(Object position labeling entries)
■ ■ ■ ■ ■
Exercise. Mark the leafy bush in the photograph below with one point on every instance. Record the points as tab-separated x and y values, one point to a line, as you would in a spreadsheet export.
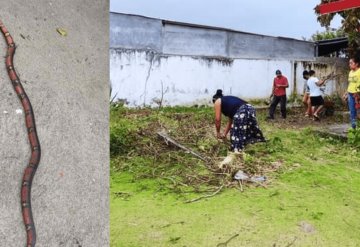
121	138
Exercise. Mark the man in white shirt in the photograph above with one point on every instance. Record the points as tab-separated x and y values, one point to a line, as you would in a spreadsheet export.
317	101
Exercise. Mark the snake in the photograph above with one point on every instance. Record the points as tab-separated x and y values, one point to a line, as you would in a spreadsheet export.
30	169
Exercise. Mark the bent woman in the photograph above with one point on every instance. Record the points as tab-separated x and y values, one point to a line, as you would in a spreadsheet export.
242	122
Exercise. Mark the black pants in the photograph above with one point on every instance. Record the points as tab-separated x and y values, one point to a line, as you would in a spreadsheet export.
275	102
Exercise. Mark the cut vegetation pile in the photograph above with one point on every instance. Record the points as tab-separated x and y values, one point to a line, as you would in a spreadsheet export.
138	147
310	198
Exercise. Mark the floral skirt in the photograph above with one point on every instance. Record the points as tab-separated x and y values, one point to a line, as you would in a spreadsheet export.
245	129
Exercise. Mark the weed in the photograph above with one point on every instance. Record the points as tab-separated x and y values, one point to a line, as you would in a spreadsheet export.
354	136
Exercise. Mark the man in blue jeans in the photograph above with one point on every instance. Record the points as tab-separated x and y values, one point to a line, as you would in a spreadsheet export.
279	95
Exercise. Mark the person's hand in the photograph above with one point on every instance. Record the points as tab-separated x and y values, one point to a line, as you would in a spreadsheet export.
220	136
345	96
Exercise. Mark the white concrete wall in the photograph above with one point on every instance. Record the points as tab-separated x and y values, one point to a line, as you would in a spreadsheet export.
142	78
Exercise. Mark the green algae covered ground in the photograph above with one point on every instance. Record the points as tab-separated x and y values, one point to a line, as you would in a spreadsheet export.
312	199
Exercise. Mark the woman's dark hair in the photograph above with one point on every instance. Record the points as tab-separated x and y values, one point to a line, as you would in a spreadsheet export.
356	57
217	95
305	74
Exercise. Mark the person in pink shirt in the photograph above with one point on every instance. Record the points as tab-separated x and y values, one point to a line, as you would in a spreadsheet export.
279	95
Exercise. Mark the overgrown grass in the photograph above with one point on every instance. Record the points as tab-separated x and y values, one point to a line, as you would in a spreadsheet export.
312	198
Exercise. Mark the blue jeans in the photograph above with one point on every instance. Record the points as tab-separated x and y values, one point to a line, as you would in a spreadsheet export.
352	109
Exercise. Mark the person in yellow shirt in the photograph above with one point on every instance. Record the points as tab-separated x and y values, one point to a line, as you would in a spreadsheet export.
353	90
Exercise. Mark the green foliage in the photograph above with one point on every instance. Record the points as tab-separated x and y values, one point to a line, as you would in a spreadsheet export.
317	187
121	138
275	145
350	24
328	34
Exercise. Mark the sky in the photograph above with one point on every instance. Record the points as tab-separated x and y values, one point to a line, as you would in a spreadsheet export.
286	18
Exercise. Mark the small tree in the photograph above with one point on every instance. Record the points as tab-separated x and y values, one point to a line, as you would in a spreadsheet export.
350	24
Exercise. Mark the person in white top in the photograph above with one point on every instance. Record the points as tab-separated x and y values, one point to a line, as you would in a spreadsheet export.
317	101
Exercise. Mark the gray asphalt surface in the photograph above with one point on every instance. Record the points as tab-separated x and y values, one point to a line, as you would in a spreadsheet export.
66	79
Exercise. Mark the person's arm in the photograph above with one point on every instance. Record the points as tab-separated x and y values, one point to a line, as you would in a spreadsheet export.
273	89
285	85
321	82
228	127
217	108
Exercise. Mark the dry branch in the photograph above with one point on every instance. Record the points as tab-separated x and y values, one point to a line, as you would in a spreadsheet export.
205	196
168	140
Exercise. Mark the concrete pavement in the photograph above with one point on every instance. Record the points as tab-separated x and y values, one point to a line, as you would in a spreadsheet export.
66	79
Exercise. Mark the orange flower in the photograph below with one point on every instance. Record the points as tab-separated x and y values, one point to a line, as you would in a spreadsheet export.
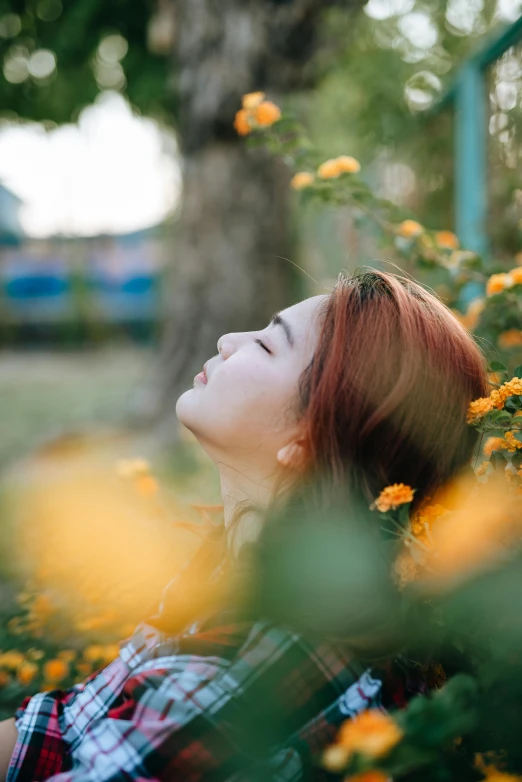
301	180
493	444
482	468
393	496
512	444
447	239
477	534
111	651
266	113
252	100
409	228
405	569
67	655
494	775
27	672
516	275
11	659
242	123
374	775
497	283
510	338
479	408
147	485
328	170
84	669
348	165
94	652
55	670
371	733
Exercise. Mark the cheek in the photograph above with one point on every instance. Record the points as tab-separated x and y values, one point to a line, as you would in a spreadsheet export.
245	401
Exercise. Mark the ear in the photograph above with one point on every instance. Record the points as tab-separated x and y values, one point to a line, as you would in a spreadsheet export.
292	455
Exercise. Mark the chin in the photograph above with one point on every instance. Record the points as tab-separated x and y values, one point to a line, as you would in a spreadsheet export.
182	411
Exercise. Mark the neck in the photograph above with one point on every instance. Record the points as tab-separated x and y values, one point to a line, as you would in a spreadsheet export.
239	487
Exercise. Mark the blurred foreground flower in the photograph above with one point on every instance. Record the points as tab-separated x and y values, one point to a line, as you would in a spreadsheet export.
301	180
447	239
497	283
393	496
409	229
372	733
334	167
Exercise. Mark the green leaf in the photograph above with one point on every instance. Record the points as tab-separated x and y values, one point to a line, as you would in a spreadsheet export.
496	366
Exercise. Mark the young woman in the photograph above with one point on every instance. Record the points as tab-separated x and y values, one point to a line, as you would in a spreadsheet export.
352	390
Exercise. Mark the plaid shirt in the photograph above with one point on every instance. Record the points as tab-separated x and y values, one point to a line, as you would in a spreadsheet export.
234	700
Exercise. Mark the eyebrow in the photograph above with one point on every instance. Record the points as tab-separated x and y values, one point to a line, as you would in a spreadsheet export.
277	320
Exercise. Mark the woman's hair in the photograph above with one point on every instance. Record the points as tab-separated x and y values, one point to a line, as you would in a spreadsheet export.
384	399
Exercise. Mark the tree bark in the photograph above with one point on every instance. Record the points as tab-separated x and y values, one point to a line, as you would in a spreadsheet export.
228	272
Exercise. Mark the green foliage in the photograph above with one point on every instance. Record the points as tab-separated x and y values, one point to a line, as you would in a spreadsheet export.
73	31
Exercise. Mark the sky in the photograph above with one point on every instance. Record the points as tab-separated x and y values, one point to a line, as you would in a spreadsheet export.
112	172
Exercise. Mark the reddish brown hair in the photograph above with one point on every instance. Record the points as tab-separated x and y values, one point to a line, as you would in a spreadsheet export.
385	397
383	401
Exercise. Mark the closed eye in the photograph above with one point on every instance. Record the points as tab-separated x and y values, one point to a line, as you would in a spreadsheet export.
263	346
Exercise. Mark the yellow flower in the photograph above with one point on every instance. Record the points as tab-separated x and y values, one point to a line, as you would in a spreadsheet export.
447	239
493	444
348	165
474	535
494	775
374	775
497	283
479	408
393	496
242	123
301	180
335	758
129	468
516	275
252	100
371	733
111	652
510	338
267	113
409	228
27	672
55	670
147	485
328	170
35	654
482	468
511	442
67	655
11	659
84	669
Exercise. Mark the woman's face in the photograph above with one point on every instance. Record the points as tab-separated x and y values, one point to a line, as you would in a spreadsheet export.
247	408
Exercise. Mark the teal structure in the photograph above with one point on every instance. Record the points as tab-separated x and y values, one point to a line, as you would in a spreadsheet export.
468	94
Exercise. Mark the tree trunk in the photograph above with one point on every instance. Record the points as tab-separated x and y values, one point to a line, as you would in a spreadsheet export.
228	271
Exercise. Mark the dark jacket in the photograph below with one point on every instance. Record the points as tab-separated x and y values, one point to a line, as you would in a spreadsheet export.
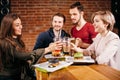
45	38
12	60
■ ■ ■ ■ ■
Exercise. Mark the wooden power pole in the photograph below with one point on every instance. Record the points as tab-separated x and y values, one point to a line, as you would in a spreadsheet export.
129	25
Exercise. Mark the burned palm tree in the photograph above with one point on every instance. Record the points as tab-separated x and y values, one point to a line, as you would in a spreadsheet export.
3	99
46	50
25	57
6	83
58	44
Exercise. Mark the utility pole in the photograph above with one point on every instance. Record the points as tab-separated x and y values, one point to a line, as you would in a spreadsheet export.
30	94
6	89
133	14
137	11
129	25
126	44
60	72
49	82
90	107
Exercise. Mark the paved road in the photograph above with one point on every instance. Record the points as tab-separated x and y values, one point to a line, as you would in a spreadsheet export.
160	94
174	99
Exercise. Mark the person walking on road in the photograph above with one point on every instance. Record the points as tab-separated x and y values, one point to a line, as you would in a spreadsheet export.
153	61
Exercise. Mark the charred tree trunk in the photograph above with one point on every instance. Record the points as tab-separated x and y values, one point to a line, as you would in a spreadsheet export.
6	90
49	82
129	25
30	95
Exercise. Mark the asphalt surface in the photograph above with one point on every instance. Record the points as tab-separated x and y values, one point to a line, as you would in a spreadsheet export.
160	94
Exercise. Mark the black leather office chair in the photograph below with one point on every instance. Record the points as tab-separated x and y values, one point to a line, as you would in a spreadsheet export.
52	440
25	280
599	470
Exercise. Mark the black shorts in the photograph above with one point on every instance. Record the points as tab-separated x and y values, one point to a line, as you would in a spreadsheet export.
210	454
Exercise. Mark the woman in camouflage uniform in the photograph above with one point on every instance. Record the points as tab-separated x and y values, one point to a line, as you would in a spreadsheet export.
■ ■ ■ ■ ■
Goal of the exercise → State how many lines of the records above contain the string "asphalt", counting only matches with the same letter case. Give only the number.

Correct result → 2